DIRECTIONS: List every line of the records below that contains the word "street", copying each such line in full. Uppercase and lowercase letters count as different.

-- Start DATA FOR THIS EXERCISE --

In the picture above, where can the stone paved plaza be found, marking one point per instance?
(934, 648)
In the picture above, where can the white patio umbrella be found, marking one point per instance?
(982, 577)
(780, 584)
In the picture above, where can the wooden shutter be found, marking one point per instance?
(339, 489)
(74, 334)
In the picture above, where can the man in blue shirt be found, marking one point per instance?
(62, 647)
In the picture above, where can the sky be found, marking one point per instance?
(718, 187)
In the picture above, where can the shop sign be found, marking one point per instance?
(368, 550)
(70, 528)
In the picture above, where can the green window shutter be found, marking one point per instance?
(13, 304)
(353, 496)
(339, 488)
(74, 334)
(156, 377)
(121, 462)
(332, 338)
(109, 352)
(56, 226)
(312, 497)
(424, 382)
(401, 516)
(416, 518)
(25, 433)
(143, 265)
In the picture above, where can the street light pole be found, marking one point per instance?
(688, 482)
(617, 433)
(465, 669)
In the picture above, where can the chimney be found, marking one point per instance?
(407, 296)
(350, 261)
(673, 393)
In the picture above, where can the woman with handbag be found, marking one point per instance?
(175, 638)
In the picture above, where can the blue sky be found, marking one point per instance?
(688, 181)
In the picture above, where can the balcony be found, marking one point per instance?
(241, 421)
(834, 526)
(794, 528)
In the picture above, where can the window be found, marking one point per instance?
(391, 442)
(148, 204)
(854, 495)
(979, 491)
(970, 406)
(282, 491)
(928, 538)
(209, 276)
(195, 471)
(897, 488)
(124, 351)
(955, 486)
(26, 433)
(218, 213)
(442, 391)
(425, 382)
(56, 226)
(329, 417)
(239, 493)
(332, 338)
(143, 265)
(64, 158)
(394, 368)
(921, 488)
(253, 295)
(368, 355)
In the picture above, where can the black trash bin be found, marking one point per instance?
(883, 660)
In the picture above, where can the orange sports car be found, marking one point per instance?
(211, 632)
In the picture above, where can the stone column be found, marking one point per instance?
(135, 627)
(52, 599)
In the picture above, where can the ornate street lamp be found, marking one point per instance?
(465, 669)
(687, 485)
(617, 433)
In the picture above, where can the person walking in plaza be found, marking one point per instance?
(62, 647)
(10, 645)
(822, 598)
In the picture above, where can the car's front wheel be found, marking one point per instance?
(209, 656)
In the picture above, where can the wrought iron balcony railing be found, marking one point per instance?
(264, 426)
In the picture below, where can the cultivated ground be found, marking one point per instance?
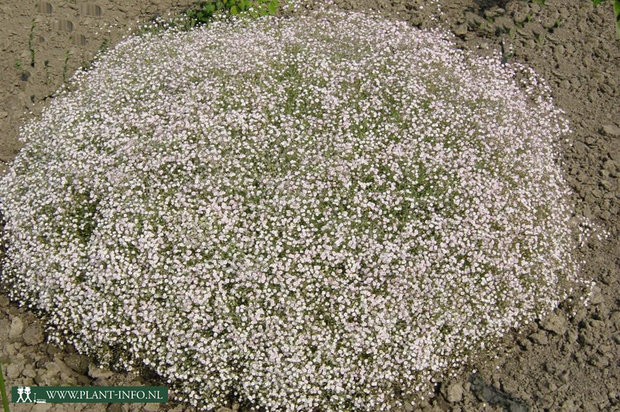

-- End DATA FOR THIS EXERCISE --

OUTPUT BELOW:
In the picture above, where can the street light pole be found, marking one point per instance?
In the picture above, where can the ornate street lamp be found, marking one point per instance?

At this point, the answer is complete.